Rewrite the entire listing below as a numbered list, omitting any blank lines. Leave the pictures out of your answer.

Labeling entries for image locations:

— start —

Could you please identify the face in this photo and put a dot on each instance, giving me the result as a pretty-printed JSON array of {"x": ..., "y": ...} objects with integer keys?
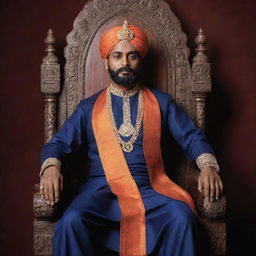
[{"x": 124, "y": 64}]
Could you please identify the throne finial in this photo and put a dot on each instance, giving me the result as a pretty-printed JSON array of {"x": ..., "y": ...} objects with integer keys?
[{"x": 50, "y": 58}]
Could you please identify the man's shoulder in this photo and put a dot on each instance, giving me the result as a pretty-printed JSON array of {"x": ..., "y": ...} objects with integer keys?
[
  {"x": 89, "y": 102},
  {"x": 162, "y": 97}
]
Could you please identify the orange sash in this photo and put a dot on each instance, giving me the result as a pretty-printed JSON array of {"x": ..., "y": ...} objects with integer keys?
[{"x": 119, "y": 178}]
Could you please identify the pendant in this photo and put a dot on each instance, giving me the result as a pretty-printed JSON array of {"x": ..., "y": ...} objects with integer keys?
[
  {"x": 127, "y": 147},
  {"x": 126, "y": 130}
]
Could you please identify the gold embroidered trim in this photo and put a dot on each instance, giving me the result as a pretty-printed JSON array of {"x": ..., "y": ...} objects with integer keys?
[
  {"x": 126, "y": 146},
  {"x": 48, "y": 162},
  {"x": 125, "y": 34},
  {"x": 118, "y": 92},
  {"x": 207, "y": 159}
]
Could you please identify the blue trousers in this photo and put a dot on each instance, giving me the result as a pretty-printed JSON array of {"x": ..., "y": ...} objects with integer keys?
[{"x": 90, "y": 226}]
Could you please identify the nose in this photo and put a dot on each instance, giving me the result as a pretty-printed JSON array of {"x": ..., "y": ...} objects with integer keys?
[{"x": 125, "y": 61}]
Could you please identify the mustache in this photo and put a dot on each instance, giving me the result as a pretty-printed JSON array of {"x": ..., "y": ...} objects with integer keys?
[{"x": 125, "y": 68}]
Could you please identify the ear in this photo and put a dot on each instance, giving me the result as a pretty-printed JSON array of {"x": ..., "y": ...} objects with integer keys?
[{"x": 106, "y": 63}]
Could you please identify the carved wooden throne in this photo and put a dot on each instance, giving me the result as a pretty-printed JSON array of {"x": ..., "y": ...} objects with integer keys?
[{"x": 166, "y": 67}]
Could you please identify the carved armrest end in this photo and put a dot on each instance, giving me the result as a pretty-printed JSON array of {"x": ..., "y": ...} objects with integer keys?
[{"x": 41, "y": 208}]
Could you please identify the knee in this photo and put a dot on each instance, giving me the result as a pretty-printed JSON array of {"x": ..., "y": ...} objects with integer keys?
[{"x": 71, "y": 218}]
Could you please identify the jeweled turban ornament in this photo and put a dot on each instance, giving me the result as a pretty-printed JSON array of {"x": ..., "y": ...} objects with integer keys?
[{"x": 128, "y": 33}]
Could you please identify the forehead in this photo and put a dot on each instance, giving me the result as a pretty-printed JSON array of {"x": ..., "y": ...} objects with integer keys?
[{"x": 124, "y": 47}]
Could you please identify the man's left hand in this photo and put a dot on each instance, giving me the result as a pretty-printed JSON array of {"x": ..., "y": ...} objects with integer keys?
[{"x": 210, "y": 184}]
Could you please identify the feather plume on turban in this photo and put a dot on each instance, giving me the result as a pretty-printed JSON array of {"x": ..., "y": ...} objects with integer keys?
[{"x": 129, "y": 33}]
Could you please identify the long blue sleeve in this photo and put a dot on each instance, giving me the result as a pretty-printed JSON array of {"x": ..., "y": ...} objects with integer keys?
[
  {"x": 192, "y": 140},
  {"x": 69, "y": 138}
]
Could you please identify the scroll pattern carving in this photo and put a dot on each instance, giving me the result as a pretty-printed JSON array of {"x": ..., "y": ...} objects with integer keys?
[
  {"x": 98, "y": 12},
  {"x": 50, "y": 86}
]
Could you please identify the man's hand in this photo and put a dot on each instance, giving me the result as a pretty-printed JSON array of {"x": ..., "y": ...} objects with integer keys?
[
  {"x": 210, "y": 184},
  {"x": 51, "y": 184}
]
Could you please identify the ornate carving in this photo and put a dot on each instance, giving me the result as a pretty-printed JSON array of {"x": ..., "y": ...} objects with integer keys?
[
  {"x": 157, "y": 15},
  {"x": 90, "y": 19},
  {"x": 215, "y": 209},
  {"x": 50, "y": 86},
  {"x": 200, "y": 103},
  {"x": 201, "y": 68},
  {"x": 50, "y": 117}
]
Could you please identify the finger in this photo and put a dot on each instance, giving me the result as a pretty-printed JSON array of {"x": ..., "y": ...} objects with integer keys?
[
  {"x": 206, "y": 189},
  {"x": 212, "y": 190},
  {"x": 56, "y": 191},
  {"x": 217, "y": 189},
  {"x": 51, "y": 194}
]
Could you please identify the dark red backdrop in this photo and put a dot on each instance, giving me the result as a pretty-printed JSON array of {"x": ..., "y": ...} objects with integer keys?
[{"x": 230, "y": 28}]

— end —

## Output for this exercise:
1. Could you please identify the face in this photo and put a dot on each instance, giving me the result as a pretty-printed JSON array of {"x": ..., "y": ...} objects with integer keys?
2. [{"x": 124, "y": 64}]
3. Could you please identify the throne finial in this photo and put a dot on each instance, giving me the result as a pretty-printed JSON array of {"x": ..., "y": ...} objects with integer keys?
4. [{"x": 50, "y": 58}]
5. Could you please identify the man's shoulder in this photo and put a dot on each instance, giving me the result as a pretty-printed JSON array of {"x": ..., "y": ...} objects with integer keys?
6. [
7.   {"x": 89, "y": 102},
8.   {"x": 162, "y": 97}
9. ]
10. Could you please identify the orange sash in this photo and put a dot on each instance, giving me the result as a pretty-printed JSON array of {"x": ..., "y": ...} objects with integer keys?
11. [{"x": 119, "y": 178}]
12. Could you please identify the pendant in this photo and put a dot on each instance, giving me the result as a pretty-printed JSON array of {"x": ..., "y": ...} objects with integer keys?
13. [
14.   {"x": 127, "y": 147},
15.   {"x": 126, "y": 130}
16. ]
17. Could you please identify the gold embroidered trim in this photo and put a dot on each instance, giving me the result as a pretty-printed JSON array of {"x": ..., "y": ...} objects with integer keys?
18. [
19.   {"x": 126, "y": 146},
20.   {"x": 48, "y": 162},
21.   {"x": 125, "y": 34},
22.   {"x": 118, "y": 92},
23.   {"x": 207, "y": 159}
24. ]
25. Could you please identify the blue trousers in this photo and put a dot on each instance, giving me the result as a pretty-printed JSON array of {"x": ..., "y": ...} objects with integer keys?
26. [{"x": 90, "y": 226}]
27. Could you please identify the nose in this photo and put a dot on each instance, giving me the result as a pretty-printed JSON array of {"x": ..., "y": ...} objects with integer keys?
28. [{"x": 125, "y": 61}]
29. Could you please identify the mustache in this photo and put a dot on each instance, giving me the result as a pretty-printed JSON array of {"x": ..., "y": ...} objects with integer keys?
30. [{"x": 125, "y": 68}]
31. Could you please identify the ear in this photo and put a dot on each instance, giving me the result as a pretty-printed JSON array of {"x": ..., "y": ...} objects with integer keys?
32. [{"x": 106, "y": 63}]
33. Could you please identify the carved wooden throne in this photo and put a dot on each instance, giving me the result as a pretty-printed JSON array of {"x": ..., "y": ...} objects with integer keys?
34. [{"x": 166, "y": 67}]
35. Could you please identify the carved armrest end in this photo and put a dot on each instance, giving me the result as a pretty-printed JSON array of {"x": ..., "y": ...} objects with integer keys?
36. [{"x": 41, "y": 208}]
37. Could you please identify the knee in this photo and put a dot on each instance, giving me the result as a pretty-printed JSON array of {"x": ..., "y": ...} objects with integer keys?
38. [{"x": 71, "y": 218}]
39. Could you please identify the jeweled turban ornament in this photo and put a dot on each instance, giving me the result as a pretty-printed JSON array of {"x": ..., "y": ...} objects with integer keys?
40. [{"x": 128, "y": 33}]
41. Could you please identify the forehead in this photo and put a dot on each instance, giving me the result as a pretty-printed JSON array of {"x": ..., "y": ...} objects with integer keys?
42. [{"x": 124, "y": 47}]
43. Could you please identify the man's left hand in this photo and put a dot on each instance, giving me the result as a pretty-printed JSON array of {"x": ..., "y": ...} objects with integer keys?
44. [{"x": 210, "y": 184}]
45. Could you please identify the feather plume on turban in this photo and put a dot on each instance, giving me the result as a pretty-printed JSON array of {"x": ..., "y": ...} objects with integer keys?
46. [{"x": 129, "y": 33}]
47. Could you please identify the long blue sleeve in this photo and put a dot on each instance, giving me the result as a pretty-printed JSON array of {"x": ..., "y": ...} objects with integer keys?
48. [
49.   {"x": 192, "y": 140},
50.   {"x": 69, "y": 138}
51. ]
52. Could you please identify the scroll pattern carving in this photo and put a dot on each instance, giving me the result as a pretty-printed JSON array of {"x": ..., "y": ...} objects with integer keys?
53. [
54.   {"x": 98, "y": 12},
55.   {"x": 50, "y": 86}
56. ]
57. Could you please identify the man's hand in this photo and put a dot on each instance, giving me the result as a pretty-printed JSON array of {"x": ..., "y": ...} objects with integer keys?
58. [
59.   {"x": 210, "y": 184},
60.   {"x": 51, "y": 184}
61. ]
62. Could you please identify the ornate carving in this photo and put a dot on each instance, giving me the result as a pretty-printed JSON array of {"x": ..., "y": ...} objects with integer keys?
63. [
64.   {"x": 157, "y": 15},
65.   {"x": 90, "y": 19},
66.   {"x": 215, "y": 209},
67.   {"x": 50, "y": 86},
68.   {"x": 200, "y": 103},
69.   {"x": 201, "y": 68},
70.   {"x": 50, "y": 117}
71. ]
72. Could you please identify the finger in this photo and put a dot on each instance, giving me the result as a pretty-printed JSON array of {"x": ..., "y": ...} objects with integer keys?
73. [
74.   {"x": 206, "y": 189},
75.   {"x": 212, "y": 190},
76.   {"x": 56, "y": 191},
77.   {"x": 217, "y": 189},
78.   {"x": 51, "y": 194}
79. ]
80. Could you please identify the dark red backdrop in this photo and put a dot on each instance, giving me the result as a pretty-printed JSON array of {"x": ..., "y": ...} objects with integer keys?
81. [{"x": 230, "y": 28}]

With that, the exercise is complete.